WORK INSTRUCTIONS:
Each record that follows should be repeated exactly, with no pictures carried over.

MATERIAL SHOWN:
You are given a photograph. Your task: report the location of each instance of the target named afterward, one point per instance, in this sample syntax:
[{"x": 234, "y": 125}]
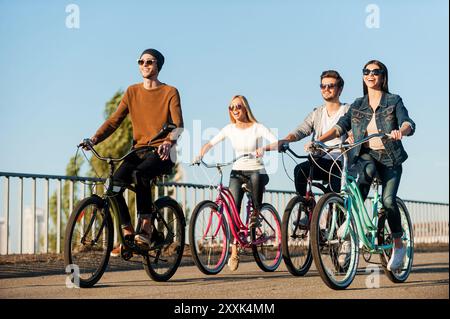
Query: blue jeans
[
  {"x": 367, "y": 165},
  {"x": 257, "y": 181}
]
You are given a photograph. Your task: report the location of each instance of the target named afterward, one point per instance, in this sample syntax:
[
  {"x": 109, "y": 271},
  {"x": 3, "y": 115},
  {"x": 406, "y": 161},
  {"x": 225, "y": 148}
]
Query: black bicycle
[
  {"x": 90, "y": 230},
  {"x": 295, "y": 226}
]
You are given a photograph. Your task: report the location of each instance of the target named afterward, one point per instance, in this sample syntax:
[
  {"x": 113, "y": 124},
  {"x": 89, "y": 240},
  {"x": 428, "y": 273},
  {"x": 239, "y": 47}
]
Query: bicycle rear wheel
[
  {"x": 162, "y": 262},
  {"x": 335, "y": 254},
  {"x": 88, "y": 241},
  {"x": 209, "y": 238},
  {"x": 296, "y": 245},
  {"x": 266, "y": 239},
  {"x": 408, "y": 242}
]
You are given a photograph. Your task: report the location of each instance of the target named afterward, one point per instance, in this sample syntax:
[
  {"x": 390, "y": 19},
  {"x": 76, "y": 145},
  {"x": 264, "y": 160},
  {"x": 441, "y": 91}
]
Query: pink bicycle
[{"x": 214, "y": 224}]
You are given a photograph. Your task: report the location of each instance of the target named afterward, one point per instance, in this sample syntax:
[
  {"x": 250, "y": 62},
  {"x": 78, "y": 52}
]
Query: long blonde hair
[{"x": 244, "y": 101}]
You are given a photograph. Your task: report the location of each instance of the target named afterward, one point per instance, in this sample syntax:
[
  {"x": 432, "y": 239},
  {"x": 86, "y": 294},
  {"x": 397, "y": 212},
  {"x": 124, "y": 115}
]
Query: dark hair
[
  {"x": 384, "y": 85},
  {"x": 333, "y": 74}
]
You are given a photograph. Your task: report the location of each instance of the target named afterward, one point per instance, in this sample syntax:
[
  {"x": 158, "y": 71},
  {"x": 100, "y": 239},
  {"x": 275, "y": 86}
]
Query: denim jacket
[{"x": 390, "y": 115}]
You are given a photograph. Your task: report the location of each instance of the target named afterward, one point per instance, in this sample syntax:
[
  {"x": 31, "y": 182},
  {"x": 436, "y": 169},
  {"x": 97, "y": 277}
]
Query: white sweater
[{"x": 245, "y": 141}]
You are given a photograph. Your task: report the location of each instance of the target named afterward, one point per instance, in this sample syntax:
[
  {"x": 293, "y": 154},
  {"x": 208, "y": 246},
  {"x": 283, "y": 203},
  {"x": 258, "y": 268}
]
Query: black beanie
[{"x": 158, "y": 56}]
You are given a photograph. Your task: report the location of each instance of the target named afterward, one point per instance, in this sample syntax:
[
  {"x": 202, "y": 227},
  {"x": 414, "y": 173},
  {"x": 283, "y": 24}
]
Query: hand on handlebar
[
  {"x": 164, "y": 150},
  {"x": 283, "y": 145},
  {"x": 197, "y": 160},
  {"x": 309, "y": 147},
  {"x": 395, "y": 135},
  {"x": 88, "y": 143},
  {"x": 259, "y": 152}
]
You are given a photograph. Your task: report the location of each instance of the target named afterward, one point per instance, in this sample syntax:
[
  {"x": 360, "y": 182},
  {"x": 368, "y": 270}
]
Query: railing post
[
  {"x": 46, "y": 213},
  {"x": 20, "y": 213},
  {"x": 33, "y": 222},
  {"x": 58, "y": 216},
  {"x": 6, "y": 208}
]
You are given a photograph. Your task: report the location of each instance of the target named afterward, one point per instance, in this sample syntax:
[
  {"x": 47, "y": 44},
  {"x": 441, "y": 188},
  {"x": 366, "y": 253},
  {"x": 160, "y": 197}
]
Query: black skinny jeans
[
  {"x": 139, "y": 169},
  {"x": 301, "y": 174},
  {"x": 367, "y": 165},
  {"x": 257, "y": 180}
]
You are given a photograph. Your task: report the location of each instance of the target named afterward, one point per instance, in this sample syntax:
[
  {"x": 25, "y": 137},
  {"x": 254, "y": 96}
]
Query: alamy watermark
[
  {"x": 373, "y": 278},
  {"x": 73, "y": 277},
  {"x": 373, "y": 19},
  {"x": 73, "y": 17}
]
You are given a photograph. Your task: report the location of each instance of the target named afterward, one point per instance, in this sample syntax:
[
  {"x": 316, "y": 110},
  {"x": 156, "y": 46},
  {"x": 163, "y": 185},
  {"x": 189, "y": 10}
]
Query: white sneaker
[
  {"x": 396, "y": 261},
  {"x": 302, "y": 223},
  {"x": 233, "y": 262},
  {"x": 341, "y": 230},
  {"x": 344, "y": 253}
]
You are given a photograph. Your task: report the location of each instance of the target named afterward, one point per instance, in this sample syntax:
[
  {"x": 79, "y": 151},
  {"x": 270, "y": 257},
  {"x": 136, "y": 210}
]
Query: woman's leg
[
  {"x": 364, "y": 170},
  {"x": 390, "y": 181},
  {"x": 301, "y": 173},
  {"x": 258, "y": 182},
  {"x": 235, "y": 187}
]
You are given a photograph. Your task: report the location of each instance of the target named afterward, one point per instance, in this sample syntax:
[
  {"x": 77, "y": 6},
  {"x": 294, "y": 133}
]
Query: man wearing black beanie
[{"x": 150, "y": 105}]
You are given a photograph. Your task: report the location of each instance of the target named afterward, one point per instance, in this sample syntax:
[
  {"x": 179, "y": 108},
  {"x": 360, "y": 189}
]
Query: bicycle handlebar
[
  {"x": 219, "y": 165},
  {"x": 349, "y": 145},
  {"x": 167, "y": 128},
  {"x": 285, "y": 148}
]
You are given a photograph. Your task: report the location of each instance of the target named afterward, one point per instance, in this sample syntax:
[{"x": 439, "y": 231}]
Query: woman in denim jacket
[{"x": 378, "y": 111}]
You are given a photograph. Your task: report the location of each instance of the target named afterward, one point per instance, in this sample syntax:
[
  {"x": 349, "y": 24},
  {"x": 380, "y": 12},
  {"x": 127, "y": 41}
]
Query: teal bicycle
[{"x": 341, "y": 227}]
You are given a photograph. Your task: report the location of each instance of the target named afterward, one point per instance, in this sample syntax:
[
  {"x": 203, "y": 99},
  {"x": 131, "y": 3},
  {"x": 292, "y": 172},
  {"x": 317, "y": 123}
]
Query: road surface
[{"x": 429, "y": 279}]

PROBLEM SOLUTION:
You are given a photograph. Your task: report the location of each instance of the target named afterward, one point per instance, in this sample syntax:
[{"x": 234, "y": 125}]
Query: blue jeans
[
  {"x": 367, "y": 165},
  {"x": 257, "y": 181}
]
You are given a photograph. Your task: report the location of each instance of the target named afterward, one point per instance, in this sample syntax:
[
  {"x": 109, "y": 271},
  {"x": 3, "y": 115},
  {"x": 406, "y": 161},
  {"x": 225, "y": 148}
]
Query: black bicycle
[
  {"x": 90, "y": 230},
  {"x": 295, "y": 226}
]
You are given a photograph. Your task: report the location of each instance of the target named afterward, one point per instance, in this sample syntax:
[
  {"x": 113, "y": 124},
  {"x": 89, "y": 240},
  {"x": 428, "y": 273},
  {"x": 239, "y": 47}
]
Query: bicycle rear wheel
[
  {"x": 162, "y": 262},
  {"x": 335, "y": 254},
  {"x": 88, "y": 241},
  {"x": 209, "y": 238},
  {"x": 296, "y": 245},
  {"x": 266, "y": 239},
  {"x": 408, "y": 242}
]
You are given a photograph. Your task: report the location of each instance of the target named afterward, one point per instance, in this sample syntax:
[
  {"x": 390, "y": 19},
  {"x": 76, "y": 145},
  {"x": 264, "y": 160},
  {"x": 441, "y": 91}
]
Query: pink bicycle
[{"x": 214, "y": 224}]
You are given a photograph. Your task: report the location of each instance of the target named afterward, one point per instance, in this sample syntax:
[
  {"x": 250, "y": 62},
  {"x": 78, "y": 52}
]
Query: long blonde hair
[{"x": 244, "y": 101}]
You are given a photograph. Your task: report the location of each instance of the target named afterward, one point per instance, in this sample syntax:
[
  {"x": 432, "y": 239},
  {"x": 86, "y": 294},
  {"x": 397, "y": 212},
  {"x": 124, "y": 115}
]
Query: dark hair
[
  {"x": 384, "y": 85},
  {"x": 333, "y": 74}
]
You are given a photograph. Your task: report the location of each instance of the target named afterward, one point per instance, in this sample syntax:
[
  {"x": 158, "y": 71},
  {"x": 100, "y": 239},
  {"x": 275, "y": 86}
]
Query: denim jacket
[{"x": 390, "y": 115}]
You are given a photograph. Your task: report the location of each instance of the target named afterward, one point per instance, in this sample syntax:
[
  {"x": 31, "y": 182},
  {"x": 436, "y": 169},
  {"x": 97, "y": 277}
]
Query: white sweater
[{"x": 245, "y": 141}]
You are given a photograph. Your task: report the location of each instance of the target named afterward, one point per instance, in this sample syntax:
[
  {"x": 293, "y": 154},
  {"x": 208, "y": 246},
  {"x": 283, "y": 203},
  {"x": 258, "y": 268}
]
Query: black beanie
[{"x": 158, "y": 56}]
You are given a photograph. Your task: report the location of each instance of the target named afterward, one point per instance, in this sample syntax:
[
  {"x": 202, "y": 227},
  {"x": 414, "y": 173},
  {"x": 283, "y": 24}
]
Query: hand on handlebar
[
  {"x": 164, "y": 150},
  {"x": 283, "y": 145},
  {"x": 197, "y": 160},
  {"x": 309, "y": 147},
  {"x": 395, "y": 135},
  {"x": 88, "y": 143},
  {"x": 259, "y": 152}
]
You are given a photograph. Your task: report the location of each instance of the target named afterward, one point per instance, in this sample syntax:
[
  {"x": 360, "y": 182},
  {"x": 368, "y": 270}
]
Query: railing post
[
  {"x": 46, "y": 213},
  {"x": 20, "y": 213},
  {"x": 33, "y": 222},
  {"x": 58, "y": 216},
  {"x": 6, "y": 208}
]
You are given a photograph. Your task: report the location of each instance of the target named afterward, one point per instance, in this sample syntax:
[
  {"x": 47, "y": 44},
  {"x": 441, "y": 188},
  {"x": 366, "y": 253},
  {"x": 160, "y": 197}
]
Query: black skinny jeans
[
  {"x": 139, "y": 169},
  {"x": 301, "y": 174},
  {"x": 367, "y": 165},
  {"x": 257, "y": 180}
]
You are given a photograph. Your task: report the location of each instance of the target named afterward, one point per instance, in this sample syntax:
[
  {"x": 25, "y": 137},
  {"x": 254, "y": 96}
]
Query: alamy watermark
[
  {"x": 373, "y": 278},
  {"x": 73, "y": 277},
  {"x": 373, "y": 19},
  {"x": 73, "y": 17}
]
You are given a photograph. Your task: report the location of each instance of the target named afterward, one point per instance, in this sample syntax:
[
  {"x": 316, "y": 110},
  {"x": 156, "y": 46},
  {"x": 163, "y": 185},
  {"x": 189, "y": 10}
]
Query: white sneaker
[
  {"x": 396, "y": 261},
  {"x": 302, "y": 223},
  {"x": 233, "y": 262},
  {"x": 341, "y": 230},
  {"x": 344, "y": 253}
]
You are given a photograph. Your task: report the location of each instance of the target named afterward, one point per instance, in this sample syntax:
[
  {"x": 79, "y": 151},
  {"x": 270, "y": 257},
  {"x": 136, "y": 210}
]
Query: woman's leg
[
  {"x": 364, "y": 170},
  {"x": 390, "y": 181},
  {"x": 301, "y": 173},
  {"x": 258, "y": 182},
  {"x": 235, "y": 187}
]
You are given a photograph. Your task: report the location of each instance of the target named afterward, one point per instance, in this sample syntax:
[
  {"x": 77, "y": 6},
  {"x": 294, "y": 133}
]
Query: man wearing black beanie
[{"x": 150, "y": 105}]
You are given a photograph. Your task: report the location of each instance of the target named afterward, one point per instance, in this sample syntax:
[
  {"x": 179, "y": 108},
  {"x": 360, "y": 189}
]
Query: bicycle handlebar
[
  {"x": 219, "y": 165},
  {"x": 349, "y": 145},
  {"x": 167, "y": 128},
  {"x": 285, "y": 148}
]
You are given a photograph. Your task: report the location of each instance of the target named afterward, one point per instance, in this sample syntax:
[{"x": 439, "y": 231}]
Query: woman in denim jacket
[{"x": 378, "y": 111}]
You are given a photograph. Your task: report the location of each instance of the target named afterward, one point per instance, in this sample syntax:
[
  {"x": 349, "y": 24},
  {"x": 380, "y": 12},
  {"x": 127, "y": 41}
]
Query: teal bicycle
[{"x": 341, "y": 227}]
You are given a photograph. Your task: report the location of each instance of the target named afterward, one point per instance, in this sample syntax:
[
  {"x": 203, "y": 99},
  {"x": 131, "y": 3},
  {"x": 292, "y": 172},
  {"x": 317, "y": 123}
]
Query: road surface
[{"x": 429, "y": 279}]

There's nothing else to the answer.